Directions for this task - The required answer is an exact copy of every entry underneath.

Collection entries -
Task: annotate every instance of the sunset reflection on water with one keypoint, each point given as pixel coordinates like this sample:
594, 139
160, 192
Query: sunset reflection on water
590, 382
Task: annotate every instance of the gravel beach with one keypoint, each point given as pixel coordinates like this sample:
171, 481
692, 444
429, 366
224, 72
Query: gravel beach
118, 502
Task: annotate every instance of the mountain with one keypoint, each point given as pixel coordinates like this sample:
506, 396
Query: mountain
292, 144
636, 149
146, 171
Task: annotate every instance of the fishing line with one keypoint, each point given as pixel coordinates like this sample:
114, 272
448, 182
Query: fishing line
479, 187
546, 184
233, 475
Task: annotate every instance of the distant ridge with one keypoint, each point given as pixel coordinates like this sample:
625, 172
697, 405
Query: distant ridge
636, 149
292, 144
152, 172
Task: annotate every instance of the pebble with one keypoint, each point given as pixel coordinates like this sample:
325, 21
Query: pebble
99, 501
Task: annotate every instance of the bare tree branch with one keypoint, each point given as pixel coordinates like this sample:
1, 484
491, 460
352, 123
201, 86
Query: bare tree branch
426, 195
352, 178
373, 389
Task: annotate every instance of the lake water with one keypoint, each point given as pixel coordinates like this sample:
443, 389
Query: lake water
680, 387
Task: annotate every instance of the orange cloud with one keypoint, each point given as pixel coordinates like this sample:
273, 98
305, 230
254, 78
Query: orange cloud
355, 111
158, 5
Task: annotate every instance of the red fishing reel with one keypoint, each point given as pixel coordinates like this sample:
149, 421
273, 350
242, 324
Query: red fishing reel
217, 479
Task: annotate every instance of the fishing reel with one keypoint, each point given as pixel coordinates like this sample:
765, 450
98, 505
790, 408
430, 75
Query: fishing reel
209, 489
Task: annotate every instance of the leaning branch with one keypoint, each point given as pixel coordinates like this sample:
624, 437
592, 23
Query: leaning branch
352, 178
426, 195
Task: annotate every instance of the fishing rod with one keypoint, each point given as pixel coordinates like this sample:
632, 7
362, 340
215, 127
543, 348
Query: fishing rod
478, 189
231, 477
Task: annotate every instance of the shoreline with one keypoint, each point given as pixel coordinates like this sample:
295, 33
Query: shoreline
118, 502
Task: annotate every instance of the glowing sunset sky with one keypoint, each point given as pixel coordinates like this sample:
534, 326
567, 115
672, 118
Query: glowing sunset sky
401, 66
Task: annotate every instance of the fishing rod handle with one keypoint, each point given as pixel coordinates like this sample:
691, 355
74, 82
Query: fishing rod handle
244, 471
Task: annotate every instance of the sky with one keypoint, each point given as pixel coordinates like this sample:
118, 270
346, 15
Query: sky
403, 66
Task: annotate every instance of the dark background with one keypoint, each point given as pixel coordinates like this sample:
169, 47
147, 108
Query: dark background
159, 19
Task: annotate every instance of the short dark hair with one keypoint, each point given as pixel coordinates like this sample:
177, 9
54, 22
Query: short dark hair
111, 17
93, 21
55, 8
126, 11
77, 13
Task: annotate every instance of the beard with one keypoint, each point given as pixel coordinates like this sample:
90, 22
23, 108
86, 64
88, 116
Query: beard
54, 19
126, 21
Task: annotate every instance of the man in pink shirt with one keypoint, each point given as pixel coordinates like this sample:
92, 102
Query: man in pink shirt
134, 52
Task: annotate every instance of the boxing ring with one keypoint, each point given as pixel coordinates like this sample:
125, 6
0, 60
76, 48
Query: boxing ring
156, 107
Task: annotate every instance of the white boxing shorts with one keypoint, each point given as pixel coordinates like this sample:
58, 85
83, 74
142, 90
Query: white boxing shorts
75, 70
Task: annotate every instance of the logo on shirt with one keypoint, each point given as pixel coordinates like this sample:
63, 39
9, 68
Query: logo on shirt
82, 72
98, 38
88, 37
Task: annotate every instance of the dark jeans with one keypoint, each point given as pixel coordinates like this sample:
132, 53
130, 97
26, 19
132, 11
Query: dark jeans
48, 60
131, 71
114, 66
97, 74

Result -
Task: annotate every instance of the sunset reflection on water with one keypoint, each point given as pixel coordinates like this sample:
594, 139
160, 192
Query: sunset reflection on water
590, 382
Task: annotate every instance of the gravel beach with one keypoint, each point given as pixel coordinates like this sample:
171, 481
692, 444
429, 366
224, 72
Query: gravel beach
118, 502
Task: annotate every instance of the mountain with one keypoint, each point given as pixel coordinates like this sample:
506, 396
Query: mountain
292, 144
636, 149
146, 171
Task: annotate every instance of the fishing line with one keypoint, each point given as pixel coordinates like this sample:
114, 272
448, 182
Query: fishing line
479, 187
546, 184
233, 475
Task: annotate every instance of the distant ridge with one keypoint, each point given as pixel coordinates like this sample:
625, 172
697, 405
Query: distant ridge
636, 149
292, 144
152, 172
Task: annotate every instance of the pebble with one keypoint, each point given as pixel coordinates like this sample:
325, 21
Query: pebble
99, 501
Task: annotate every instance of the bare tree branch with one keypoint, each point given as pixel coordinates like this sample:
1, 484
491, 460
352, 123
201, 86
Query: bare tree branch
426, 195
352, 178
373, 389
Task: annotate every instance of the lake water with one keypoint, each point given as pixel coordinates like this sample:
443, 389
Query: lake water
680, 387
Task: annotate every instance of the orange cloud with one keypoint, each point given as pixel coordinates like this sample:
273, 98
305, 230
254, 78
Query: orange cloud
355, 111
158, 5
Task: annotate every instance of the red fishing reel with one keypoint, each point given as pixel coordinates like this sample:
149, 421
273, 350
242, 324
Query: red fishing reel
217, 479
Task: annotate every instance of the fishing reel with one keypoint, each point given as pixel coordinates like this sample:
765, 450
98, 505
790, 408
430, 75
Query: fishing reel
209, 489
Task: annotate every instance of the leaning branch with one keypoint, each point given as pixel coordinates like this sample:
624, 437
592, 23
Query: leaning branch
352, 178
426, 195
Task: annotate every instance of the fishing rod with one keypoint, each point given as pixel coordinates like this sample:
632, 7
362, 340
215, 127
543, 348
Query: fishing rod
478, 189
231, 477
Task: annotate every instance of the shoreline with one keypoint, each point given as pixel coordinates like this sample:
295, 33
Query: shoreline
118, 502
Task: annotate every instance of the glowing sunset sky with one keypoint, each point given as pixel coordinates like this sample:
534, 326
567, 115
672, 118
Query: glowing sunset sky
401, 66
Task: annotate every instance of the fishing rod handle with one keypoint, each point given as pixel coordinates like this sample:
691, 355
74, 82
Query: fishing rod handle
244, 471
Task: annotate every instance of the sky with one keypoint, each point given as pixel coordinates like this sample:
118, 270
346, 15
Query: sky
403, 66
Task: annotate every instance of the dark background with one keypoint, each point given as pixel coordinates like this sample:
169, 47
147, 108
Query: dark background
159, 19
Task: annotate every instance of the short dark hair with one keypoint, each point given as pixel coordinates like this sample:
177, 9
54, 22
Query: short dark hair
111, 17
93, 21
55, 8
126, 11
77, 13
Task: annotate every instance of the beard with one keypoint, each point given as pixel coordinates like this sample:
90, 22
23, 108
86, 64
88, 116
Query: beard
54, 19
126, 21
Task: annotate every instance of the man in pink shirt with one keypoint, each point given as pixel coordinates like this sample:
92, 102
Query: man in pink shirt
134, 52
Task: annotate every instance of the boxing ring with one keypoint, each point given as pixel coordinates like this sample:
125, 6
0, 60
76, 48
Query: boxing ring
156, 107
Task: annotate every instance of the white boxing shorts with one keypoint, each point given as pixel coordinates like this sample:
58, 85
83, 74
142, 90
Query: white boxing shorts
75, 70
Task: annotate every instance of the logo on shirt with one keypoint, each point given as pixel coordinates like this sample:
63, 39
9, 68
Query: logo on shirt
82, 72
98, 38
88, 37
Task: annotate every instance of the dark jeans with one keypoint, each point given as pixel coordinates like this sample:
132, 53
130, 97
26, 19
132, 11
Query: dark jeans
48, 60
131, 71
114, 66
97, 74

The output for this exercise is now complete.